◆ EXCERPT TO READ
HI FRIENDS, 2020 is here! Before jumping into future home renovation plans I can’t afford and new years resolutions I’ll never keep, I want to take a moment to reflect on my busy 2019. It has been QUITE A YEAR. I made a few big changes: I quit my job and said goodbye to graphic design (BYE ILLUSTRATOR) and hello to editing in the Spring, I bought a house I loved in the summer and I was even lucky enough to go on a few cute trips to feel a little Italian sunshine on my pale Canadian body. And I thought I should write about it. Not to rub my LAVISH ITALIAN LIFESTYLE IN YOUR FACE (because it’s anything but lavish and I’m sitting on the couch eating lettuce straight out of the bag as I write this) but because I want to focus on the good. I complain too much about who and what I’m missing when I should be grateful for everything I have. (P.S. If you had a bad year, I’ve been there, I know what it feels like and I hope 2020 is so much kinder to you.)

◆ DATASET EXCERPTS
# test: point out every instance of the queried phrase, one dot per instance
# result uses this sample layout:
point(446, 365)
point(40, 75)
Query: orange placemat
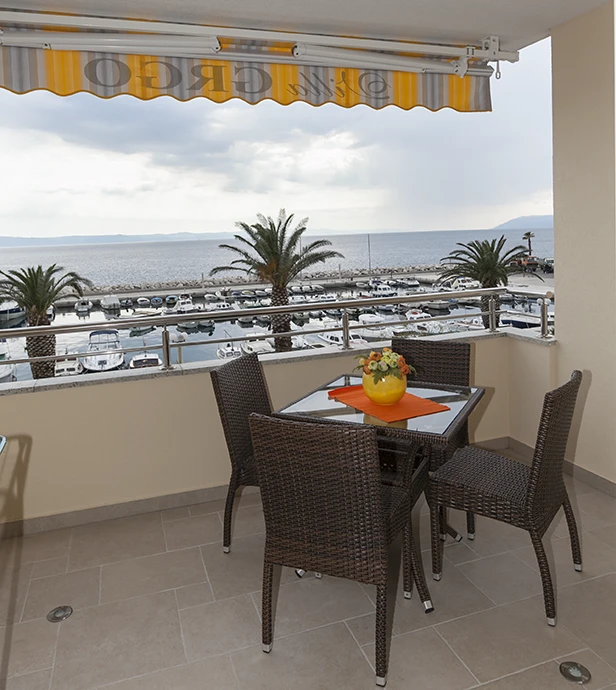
point(410, 406)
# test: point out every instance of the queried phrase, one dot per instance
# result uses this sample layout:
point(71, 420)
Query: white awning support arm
point(488, 50)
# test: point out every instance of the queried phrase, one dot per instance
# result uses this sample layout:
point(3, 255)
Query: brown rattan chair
point(441, 362)
point(240, 389)
point(503, 489)
point(326, 510)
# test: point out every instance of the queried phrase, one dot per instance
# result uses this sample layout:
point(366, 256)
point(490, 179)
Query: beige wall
point(585, 228)
point(113, 443)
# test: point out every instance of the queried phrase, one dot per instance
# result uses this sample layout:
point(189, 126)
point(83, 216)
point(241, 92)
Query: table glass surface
point(318, 405)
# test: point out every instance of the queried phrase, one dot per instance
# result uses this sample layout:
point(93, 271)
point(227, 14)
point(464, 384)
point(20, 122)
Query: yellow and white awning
point(113, 63)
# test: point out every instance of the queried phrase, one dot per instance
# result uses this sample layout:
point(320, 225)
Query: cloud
point(87, 165)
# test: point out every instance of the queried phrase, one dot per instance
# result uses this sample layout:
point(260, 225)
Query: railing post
point(544, 303)
point(346, 337)
point(166, 349)
point(492, 313)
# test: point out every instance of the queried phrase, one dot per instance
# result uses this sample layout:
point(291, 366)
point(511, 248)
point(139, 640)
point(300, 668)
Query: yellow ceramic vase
point(388, 390)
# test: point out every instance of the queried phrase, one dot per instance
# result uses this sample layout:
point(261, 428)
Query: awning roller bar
point(489, 50)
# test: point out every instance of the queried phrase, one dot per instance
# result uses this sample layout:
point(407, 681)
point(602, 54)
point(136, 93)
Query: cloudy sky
point(82, 165)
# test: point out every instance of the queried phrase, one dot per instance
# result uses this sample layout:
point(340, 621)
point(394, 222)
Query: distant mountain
point(109, 239)
point(527, 223)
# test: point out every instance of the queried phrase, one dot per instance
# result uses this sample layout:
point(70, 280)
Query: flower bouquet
point(384, 376)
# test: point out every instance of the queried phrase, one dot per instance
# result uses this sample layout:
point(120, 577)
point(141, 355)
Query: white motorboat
point(83, 306)
point(228, 351)
point(70, 366)
point(112, 303)
point(103, 341)
point(145, 360)
point(7, 371)
point(11, 311)
point(252, 345)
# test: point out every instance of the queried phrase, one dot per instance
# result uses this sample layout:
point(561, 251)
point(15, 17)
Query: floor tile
point(314, 602)
point(52, 566)
point(214, 674)
point(588, 609)
point(248, 521)
point(35, 547)
point(503, 578)
point(31, 646)
point(31, 681)
point(220, 627)
point(151, 574)
point(597, 559)
point(600, 506)
point(240, 571)
point(78, 589)
point(105, 644)
point(116, 540)
point(174, 514)
point(320, 659)
point(606, 535)
point(547, 676)
point(454, 596)
point(506, 639)
point(14, 584)
point(194, 595)
point(182, 534)
point(422, 661)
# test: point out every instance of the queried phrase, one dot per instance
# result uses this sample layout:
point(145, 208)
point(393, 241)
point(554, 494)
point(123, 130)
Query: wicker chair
point(240, 389)
point(503, 489)
point(326, 510)
point(444, 363)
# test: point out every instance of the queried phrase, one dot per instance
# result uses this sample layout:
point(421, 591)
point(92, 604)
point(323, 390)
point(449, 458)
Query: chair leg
point(470, 525)
point(417, 571)
point(234, 485)
point(381, 635)
point(266, 614)
point(407, 561)
point(546, 579)
point(435, 534)
point(573, 535)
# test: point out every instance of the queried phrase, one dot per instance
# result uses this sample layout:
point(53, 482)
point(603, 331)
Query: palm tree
point(527, 237)
point(35, 290)
point(271, 251)
point(487, 262)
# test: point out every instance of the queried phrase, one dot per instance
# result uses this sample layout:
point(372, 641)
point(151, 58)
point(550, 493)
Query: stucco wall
point(585, 228)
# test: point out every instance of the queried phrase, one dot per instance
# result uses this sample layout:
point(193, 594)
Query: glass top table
point(317, 406)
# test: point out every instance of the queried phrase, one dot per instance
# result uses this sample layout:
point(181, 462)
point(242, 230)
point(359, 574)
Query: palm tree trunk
point(281, 323)
point(485, 307)
point(42, 346)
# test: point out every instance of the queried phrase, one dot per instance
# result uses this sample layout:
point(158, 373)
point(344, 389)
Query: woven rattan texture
point(487, 484)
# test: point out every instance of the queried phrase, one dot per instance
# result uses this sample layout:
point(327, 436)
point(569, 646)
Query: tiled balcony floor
point(159, 606)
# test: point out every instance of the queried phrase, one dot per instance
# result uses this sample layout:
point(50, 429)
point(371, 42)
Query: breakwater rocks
point(336, 278)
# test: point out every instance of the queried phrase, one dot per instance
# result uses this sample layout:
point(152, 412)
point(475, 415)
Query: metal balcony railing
point(543, 298)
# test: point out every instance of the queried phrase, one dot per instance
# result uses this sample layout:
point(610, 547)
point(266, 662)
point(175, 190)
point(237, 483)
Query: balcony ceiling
point(518, 22)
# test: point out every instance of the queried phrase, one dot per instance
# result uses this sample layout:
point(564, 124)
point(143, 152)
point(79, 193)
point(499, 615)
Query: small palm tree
point(272, 251)
point(527, 237)
point(35, 290)
point(487, 262)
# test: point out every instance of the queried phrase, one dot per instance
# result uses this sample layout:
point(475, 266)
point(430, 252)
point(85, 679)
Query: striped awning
point(66, 72)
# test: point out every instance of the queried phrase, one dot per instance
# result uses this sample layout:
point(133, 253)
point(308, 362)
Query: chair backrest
point(240, 389)
point(546, 490)
point(321, 491)
point(436, 361)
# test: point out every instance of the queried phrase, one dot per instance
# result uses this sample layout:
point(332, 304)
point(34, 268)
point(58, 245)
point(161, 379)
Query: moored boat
point(104, 352)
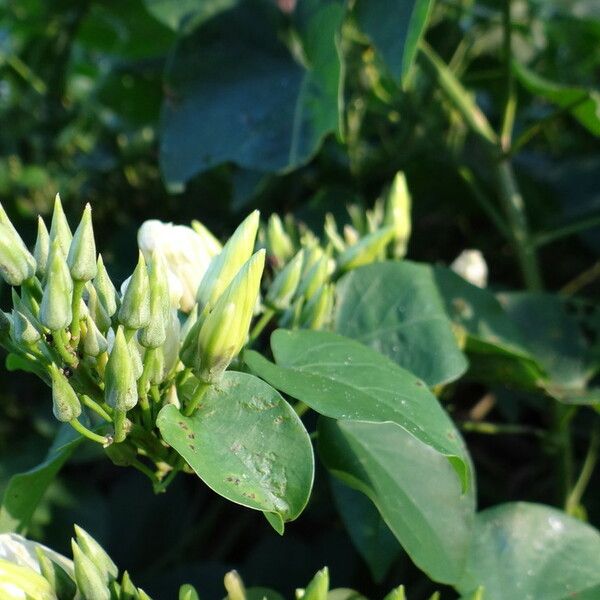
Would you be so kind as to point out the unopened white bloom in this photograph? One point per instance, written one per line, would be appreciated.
(471, 265)
(187, 256)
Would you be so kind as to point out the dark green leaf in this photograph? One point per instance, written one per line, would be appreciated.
(248, 445)
(25, 490)
(235, 93)
(395, 307)
(493, 342)
(395, 27)
(343, 379)
(367, 530)
(583, 104)
(523, 550)
(414, 488)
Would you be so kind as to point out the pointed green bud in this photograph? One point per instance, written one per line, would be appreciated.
(90, 582)
(235, 586)
(135, 305)
(278, 241)
(223, 332)
(315, 278)
(211, 243)
(97, 311)
(82, 252)
(155, 333)
(188, 592)
(120, 383)
(94, 343)
(23, 330)
(17, 581)
(370, 249)
(397, 213)
(42, 248)
(65, 404)
(332, 233)
(94, 551)
(396, 594)
(225, 265)
(318, 588)
(317, 312)
(55, 310)
(107, 293)
(59, 228)
(284, 286)
(16, 263)
(62, 585)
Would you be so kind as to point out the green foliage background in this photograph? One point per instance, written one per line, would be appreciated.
(181, 110)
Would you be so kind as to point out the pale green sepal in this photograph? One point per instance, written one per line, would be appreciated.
(82, 252)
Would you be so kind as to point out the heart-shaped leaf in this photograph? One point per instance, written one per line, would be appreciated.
(248, 445)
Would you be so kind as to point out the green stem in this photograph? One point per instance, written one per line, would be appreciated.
(261, 324)
(196, 398)
(90, 435)
(574, 499)
(60, 344)
(78, 287)
(93, 405)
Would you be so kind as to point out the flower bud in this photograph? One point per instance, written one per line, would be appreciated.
(120, 389)
(155, 333)
(82, 251)
(97, 311)
(62, 585)
(222, 333)
(318, 588)
(135, 305)
(94, 343)
(367, 250)
(18, 581)
(471, 265)
(187, 253)
(316, 313)
(278, 241)
(313, 279)
(59, 228)
(94, 551)
(286, 282)
(397, 213)
(23, 330)
(42, 249)
(224, 266)
(90, 581)
(188, 592)
(65, 403)
(16, 263)
(55, 310)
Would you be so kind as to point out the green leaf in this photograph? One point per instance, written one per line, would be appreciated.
(523, 550)
(554, 338)
(235, 93)
(184, 15)
(342, 379)
(414, 488)
(25, 490)
(247, 444)
(395, 27)
(496, 349)
(395, 307)
(367, 530)
(582, 103)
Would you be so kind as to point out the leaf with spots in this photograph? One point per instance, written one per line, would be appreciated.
(248, 445)
(343, 379)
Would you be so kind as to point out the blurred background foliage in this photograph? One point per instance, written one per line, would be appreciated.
(181, 109)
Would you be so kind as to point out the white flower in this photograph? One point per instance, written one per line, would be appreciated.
(471, 265)
(187, 256)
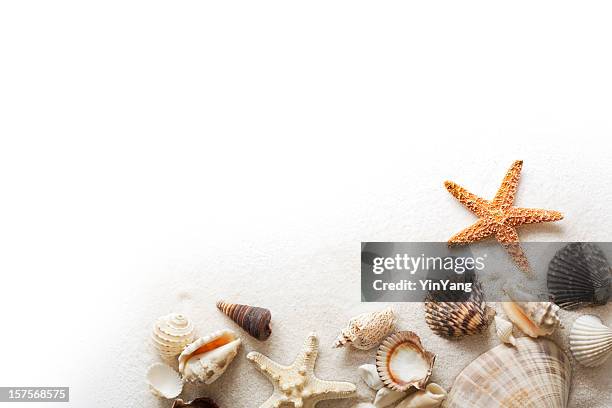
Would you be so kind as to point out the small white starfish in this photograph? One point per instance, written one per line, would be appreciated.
(297, 384)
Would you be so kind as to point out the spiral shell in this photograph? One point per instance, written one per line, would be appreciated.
(456, 319)
(579, 275)
(254, 320)
(402, 362)
(171, 334)
(590, 341)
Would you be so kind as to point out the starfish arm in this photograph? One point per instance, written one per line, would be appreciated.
(471, 201)
(267, 367)
(518, 216)
(505, 195)
(475, 232)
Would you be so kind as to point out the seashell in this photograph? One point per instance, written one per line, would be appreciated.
(431, 397)
(456, 319)
(369, 375)
(532, 318)
(196, 403)
(208, 357)
(535, 373)
(254, 320)
(171, 334)
(164, 381)
(386, 396)
(367, 330)
(579, 275)
(590, 341)
(402, 362)
(503, 328)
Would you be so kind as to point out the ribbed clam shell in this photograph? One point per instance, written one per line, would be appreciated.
(367, 330)
(402, 362)
(590, 341)
(172, 333)
(534, 374)
(456, 319)
(579, 275)
(254, 320)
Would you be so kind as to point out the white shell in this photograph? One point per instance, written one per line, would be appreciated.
(590, 341)
(171, 334)
(431, 397)
(386, 396)
(503, 328)
(370, 376)
(164, 381)
(208, 357)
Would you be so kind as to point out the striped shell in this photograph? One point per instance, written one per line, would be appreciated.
(402, 362)
(254, 320)
(579, 275)
(456, 319)
(171, 334)
(590, 341)
(534, 374)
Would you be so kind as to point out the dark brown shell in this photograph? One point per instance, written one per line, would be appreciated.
(196, 403)
(254, 320)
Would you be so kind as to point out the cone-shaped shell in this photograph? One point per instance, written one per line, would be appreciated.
(402, 362)
(456, 319)
(579, 275)
(208, 357)
(367, 330)
(590, 341)
(534, 374)
(171, 334)
(196, 403)
(254, 320)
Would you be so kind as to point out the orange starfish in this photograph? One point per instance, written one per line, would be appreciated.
(499, 217)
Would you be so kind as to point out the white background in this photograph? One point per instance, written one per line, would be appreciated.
(144, 143)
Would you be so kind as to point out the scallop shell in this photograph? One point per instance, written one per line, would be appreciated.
(590, 341)
(171, 334)
(431, 397)
(208, 357)
(367, 330)
(254, 320)
(402, 362)
(503, 328)
(534, 374)
(196, 403)
(164, 381)
(456, 319)
(579, 275)
(534, 318)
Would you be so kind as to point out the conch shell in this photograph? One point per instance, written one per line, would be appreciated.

◆ PROBLEM DETAILS
Answer these from the post looking back on 2019:
(a) What line of work did the writer leave behind after quitting the job?
(b) In what season did the writer buy a house?
(c) What is the writer eating while writing?
These rows were taken from a different source than the text.

◆ RESPONSE TO THE TASK
(a) Graphic design
(b) Summer
(c) Lettuce straight out of the bag